### Dataset ###
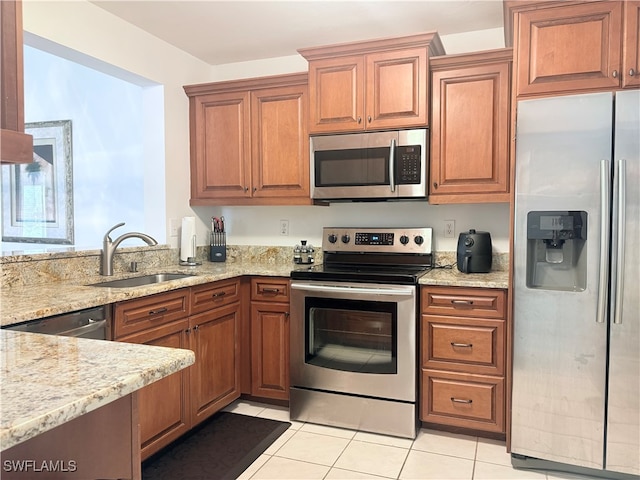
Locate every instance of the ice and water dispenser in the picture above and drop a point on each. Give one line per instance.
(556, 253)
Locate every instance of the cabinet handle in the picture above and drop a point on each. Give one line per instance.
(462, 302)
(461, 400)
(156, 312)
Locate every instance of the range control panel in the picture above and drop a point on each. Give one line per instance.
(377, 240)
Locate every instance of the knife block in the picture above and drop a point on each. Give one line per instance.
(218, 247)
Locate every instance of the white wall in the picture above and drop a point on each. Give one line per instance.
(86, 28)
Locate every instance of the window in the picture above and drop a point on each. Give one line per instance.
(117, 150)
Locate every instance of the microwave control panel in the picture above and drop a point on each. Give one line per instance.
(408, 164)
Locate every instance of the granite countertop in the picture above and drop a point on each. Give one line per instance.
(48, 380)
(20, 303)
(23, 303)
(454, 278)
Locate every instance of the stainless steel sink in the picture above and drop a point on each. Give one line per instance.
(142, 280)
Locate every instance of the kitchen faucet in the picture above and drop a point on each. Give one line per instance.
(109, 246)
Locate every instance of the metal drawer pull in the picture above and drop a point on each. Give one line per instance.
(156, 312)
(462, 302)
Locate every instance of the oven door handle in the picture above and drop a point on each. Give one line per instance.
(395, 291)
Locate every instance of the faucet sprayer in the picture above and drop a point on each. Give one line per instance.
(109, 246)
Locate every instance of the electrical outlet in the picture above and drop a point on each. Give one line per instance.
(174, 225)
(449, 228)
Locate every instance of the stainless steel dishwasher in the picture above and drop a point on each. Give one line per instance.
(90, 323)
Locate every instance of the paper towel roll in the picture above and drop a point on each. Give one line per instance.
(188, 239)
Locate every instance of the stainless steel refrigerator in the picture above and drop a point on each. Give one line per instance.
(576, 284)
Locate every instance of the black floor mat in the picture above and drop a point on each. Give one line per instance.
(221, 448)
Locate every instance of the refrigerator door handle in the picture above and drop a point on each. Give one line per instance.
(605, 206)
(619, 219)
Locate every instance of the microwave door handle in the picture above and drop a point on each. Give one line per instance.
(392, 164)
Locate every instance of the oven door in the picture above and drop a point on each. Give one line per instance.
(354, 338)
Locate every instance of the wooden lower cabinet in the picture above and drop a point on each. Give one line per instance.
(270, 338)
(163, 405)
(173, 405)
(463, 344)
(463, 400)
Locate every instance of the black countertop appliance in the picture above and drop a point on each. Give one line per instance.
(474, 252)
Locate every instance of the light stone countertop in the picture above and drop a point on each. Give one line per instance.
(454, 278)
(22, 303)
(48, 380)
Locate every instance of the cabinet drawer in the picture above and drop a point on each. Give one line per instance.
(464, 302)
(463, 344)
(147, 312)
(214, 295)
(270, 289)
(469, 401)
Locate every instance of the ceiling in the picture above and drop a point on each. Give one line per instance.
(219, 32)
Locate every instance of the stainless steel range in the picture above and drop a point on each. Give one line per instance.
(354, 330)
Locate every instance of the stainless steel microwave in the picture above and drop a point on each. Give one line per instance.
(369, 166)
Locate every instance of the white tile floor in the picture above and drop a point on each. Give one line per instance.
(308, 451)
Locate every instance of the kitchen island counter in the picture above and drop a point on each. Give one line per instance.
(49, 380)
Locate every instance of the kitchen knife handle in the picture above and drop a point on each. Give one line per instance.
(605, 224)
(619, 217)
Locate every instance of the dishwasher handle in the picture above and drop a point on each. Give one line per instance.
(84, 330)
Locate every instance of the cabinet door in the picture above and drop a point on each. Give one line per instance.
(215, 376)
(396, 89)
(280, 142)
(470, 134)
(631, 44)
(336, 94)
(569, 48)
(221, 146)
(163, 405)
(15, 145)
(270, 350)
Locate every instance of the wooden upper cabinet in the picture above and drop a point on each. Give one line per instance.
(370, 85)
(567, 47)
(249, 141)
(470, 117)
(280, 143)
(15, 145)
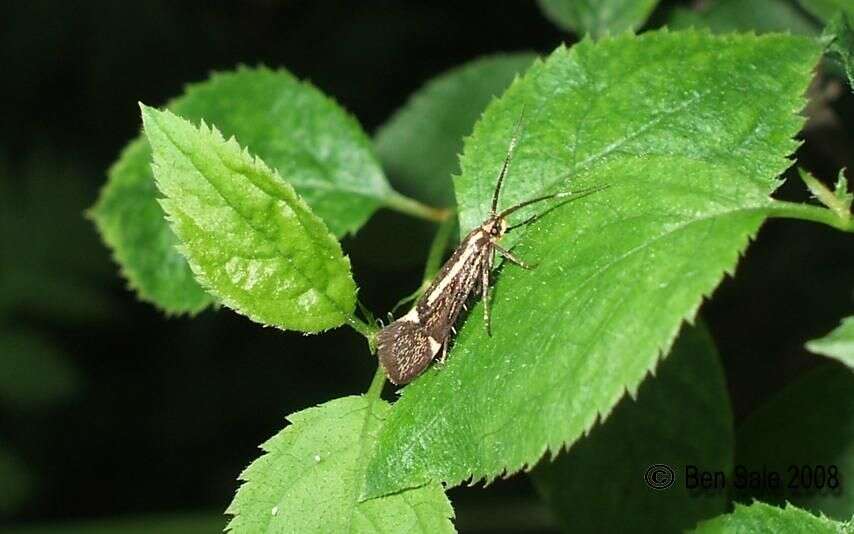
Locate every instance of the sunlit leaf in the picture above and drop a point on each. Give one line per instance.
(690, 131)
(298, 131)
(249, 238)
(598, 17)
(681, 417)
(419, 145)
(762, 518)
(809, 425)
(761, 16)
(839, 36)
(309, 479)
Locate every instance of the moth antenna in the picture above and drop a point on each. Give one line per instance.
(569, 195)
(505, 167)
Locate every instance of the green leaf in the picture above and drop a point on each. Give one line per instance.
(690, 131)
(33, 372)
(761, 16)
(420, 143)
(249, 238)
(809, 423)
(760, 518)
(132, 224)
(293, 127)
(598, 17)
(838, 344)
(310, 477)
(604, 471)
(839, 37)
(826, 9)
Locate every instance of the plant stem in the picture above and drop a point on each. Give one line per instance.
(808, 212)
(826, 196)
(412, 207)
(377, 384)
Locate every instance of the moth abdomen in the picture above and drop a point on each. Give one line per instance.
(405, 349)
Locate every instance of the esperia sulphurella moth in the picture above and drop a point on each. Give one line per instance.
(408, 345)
###
### Dataset ###
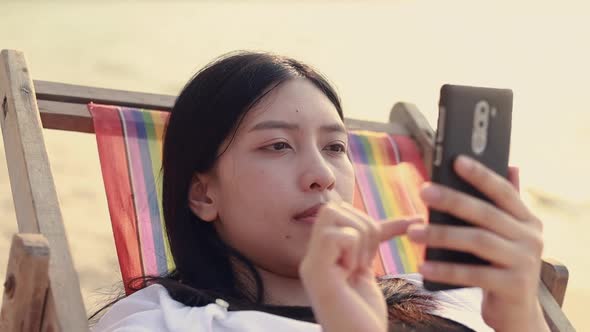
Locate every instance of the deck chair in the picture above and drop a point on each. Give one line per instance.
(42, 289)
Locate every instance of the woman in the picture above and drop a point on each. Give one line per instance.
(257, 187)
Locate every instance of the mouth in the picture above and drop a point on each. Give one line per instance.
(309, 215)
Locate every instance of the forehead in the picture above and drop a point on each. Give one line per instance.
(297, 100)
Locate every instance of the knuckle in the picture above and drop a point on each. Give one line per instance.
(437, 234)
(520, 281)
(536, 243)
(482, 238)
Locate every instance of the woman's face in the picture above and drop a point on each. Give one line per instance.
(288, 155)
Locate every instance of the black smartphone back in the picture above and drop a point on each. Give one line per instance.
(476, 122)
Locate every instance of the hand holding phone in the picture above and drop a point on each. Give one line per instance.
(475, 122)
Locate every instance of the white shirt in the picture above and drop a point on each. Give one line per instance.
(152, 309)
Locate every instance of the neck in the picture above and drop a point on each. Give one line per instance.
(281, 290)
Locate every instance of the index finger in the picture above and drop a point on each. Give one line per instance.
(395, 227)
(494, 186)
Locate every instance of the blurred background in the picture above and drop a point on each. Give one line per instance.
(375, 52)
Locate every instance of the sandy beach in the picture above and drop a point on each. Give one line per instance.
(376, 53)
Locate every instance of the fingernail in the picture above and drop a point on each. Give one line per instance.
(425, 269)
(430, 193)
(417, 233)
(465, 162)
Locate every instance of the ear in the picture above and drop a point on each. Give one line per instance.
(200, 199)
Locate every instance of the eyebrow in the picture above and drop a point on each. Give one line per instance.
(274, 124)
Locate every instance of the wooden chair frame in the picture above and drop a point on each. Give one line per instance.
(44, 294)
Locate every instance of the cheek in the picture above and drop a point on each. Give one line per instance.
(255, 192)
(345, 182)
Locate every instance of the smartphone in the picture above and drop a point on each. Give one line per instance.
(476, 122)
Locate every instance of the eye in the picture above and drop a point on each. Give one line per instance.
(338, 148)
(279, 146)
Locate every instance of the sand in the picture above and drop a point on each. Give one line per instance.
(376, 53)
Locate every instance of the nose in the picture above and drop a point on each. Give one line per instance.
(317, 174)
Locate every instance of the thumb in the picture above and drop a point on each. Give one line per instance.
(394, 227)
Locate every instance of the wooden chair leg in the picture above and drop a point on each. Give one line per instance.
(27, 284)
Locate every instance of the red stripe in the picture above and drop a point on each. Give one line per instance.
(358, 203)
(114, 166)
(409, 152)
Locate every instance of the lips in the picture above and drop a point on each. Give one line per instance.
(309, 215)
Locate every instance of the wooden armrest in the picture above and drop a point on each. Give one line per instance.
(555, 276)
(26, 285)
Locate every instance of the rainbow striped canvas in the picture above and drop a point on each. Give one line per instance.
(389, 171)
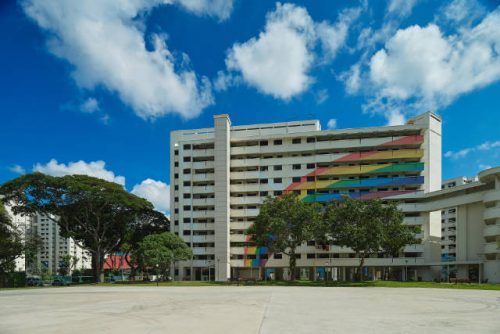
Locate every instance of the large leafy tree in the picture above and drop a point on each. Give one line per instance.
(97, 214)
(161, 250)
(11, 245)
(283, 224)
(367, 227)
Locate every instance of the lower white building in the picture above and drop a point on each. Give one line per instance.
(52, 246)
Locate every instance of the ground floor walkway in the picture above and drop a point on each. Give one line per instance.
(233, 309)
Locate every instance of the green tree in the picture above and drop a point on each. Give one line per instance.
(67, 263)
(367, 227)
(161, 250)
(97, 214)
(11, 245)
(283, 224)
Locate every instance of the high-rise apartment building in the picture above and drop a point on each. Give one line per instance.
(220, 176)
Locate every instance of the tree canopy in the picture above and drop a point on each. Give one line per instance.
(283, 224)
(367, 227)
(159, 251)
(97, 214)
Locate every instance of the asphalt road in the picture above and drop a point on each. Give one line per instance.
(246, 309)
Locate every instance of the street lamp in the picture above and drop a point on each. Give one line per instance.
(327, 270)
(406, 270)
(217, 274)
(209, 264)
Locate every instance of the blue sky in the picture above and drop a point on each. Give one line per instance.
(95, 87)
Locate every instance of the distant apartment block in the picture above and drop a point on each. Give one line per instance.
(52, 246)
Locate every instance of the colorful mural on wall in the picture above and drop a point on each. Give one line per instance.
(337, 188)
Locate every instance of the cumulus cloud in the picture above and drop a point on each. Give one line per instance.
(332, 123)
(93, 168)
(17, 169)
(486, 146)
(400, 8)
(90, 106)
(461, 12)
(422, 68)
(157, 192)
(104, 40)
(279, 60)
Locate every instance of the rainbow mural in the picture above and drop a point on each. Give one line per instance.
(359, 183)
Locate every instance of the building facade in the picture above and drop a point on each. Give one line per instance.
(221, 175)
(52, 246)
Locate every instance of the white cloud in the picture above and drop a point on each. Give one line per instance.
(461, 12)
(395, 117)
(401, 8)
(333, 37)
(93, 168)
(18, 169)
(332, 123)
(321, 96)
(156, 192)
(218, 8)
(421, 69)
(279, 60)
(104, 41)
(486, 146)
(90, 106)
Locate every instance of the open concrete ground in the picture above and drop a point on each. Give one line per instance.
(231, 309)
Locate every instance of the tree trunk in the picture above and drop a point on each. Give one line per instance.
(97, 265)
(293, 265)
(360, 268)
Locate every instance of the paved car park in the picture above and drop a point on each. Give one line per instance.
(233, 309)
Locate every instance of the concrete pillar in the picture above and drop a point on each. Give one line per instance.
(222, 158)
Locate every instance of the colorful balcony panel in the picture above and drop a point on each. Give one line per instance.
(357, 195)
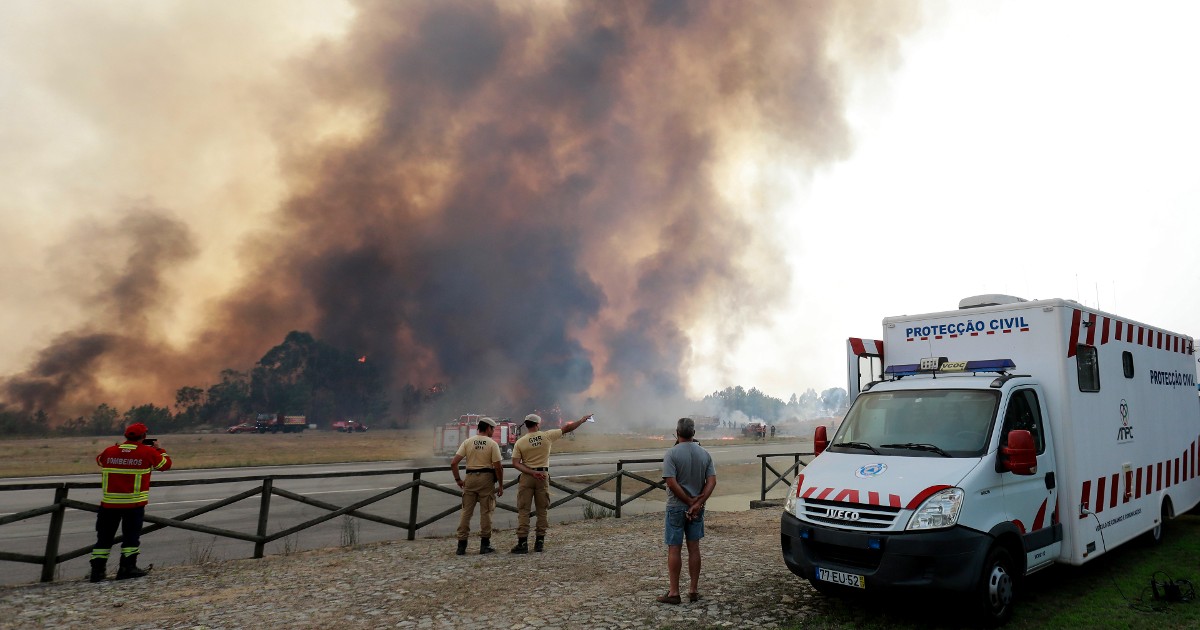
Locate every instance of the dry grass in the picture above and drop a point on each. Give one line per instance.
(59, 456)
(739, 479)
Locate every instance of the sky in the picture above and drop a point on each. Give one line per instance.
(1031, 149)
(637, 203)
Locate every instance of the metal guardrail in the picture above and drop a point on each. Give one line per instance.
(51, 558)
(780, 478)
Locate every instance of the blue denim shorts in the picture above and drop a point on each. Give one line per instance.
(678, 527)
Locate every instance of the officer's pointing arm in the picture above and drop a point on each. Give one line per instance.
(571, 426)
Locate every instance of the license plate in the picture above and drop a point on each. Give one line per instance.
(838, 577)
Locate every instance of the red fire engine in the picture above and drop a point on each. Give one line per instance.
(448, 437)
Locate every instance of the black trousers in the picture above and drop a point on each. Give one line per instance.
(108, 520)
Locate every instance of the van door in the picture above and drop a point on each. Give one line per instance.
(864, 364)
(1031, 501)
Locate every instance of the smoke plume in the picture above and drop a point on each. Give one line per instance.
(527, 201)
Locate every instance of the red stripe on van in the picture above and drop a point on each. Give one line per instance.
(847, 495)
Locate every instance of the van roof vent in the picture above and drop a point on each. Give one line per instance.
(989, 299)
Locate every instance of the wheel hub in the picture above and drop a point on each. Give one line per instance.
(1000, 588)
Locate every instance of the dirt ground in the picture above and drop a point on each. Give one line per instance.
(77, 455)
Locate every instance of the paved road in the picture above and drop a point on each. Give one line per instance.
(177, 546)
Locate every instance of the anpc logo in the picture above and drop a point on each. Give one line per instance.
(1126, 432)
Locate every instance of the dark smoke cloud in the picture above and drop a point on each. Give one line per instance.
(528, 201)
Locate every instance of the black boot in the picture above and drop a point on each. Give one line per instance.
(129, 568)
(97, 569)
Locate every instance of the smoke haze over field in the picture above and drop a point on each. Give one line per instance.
###
• Goal of the exercise
Count how many lines in the rows above contain the word "control". Reply with the number only.

• The result
2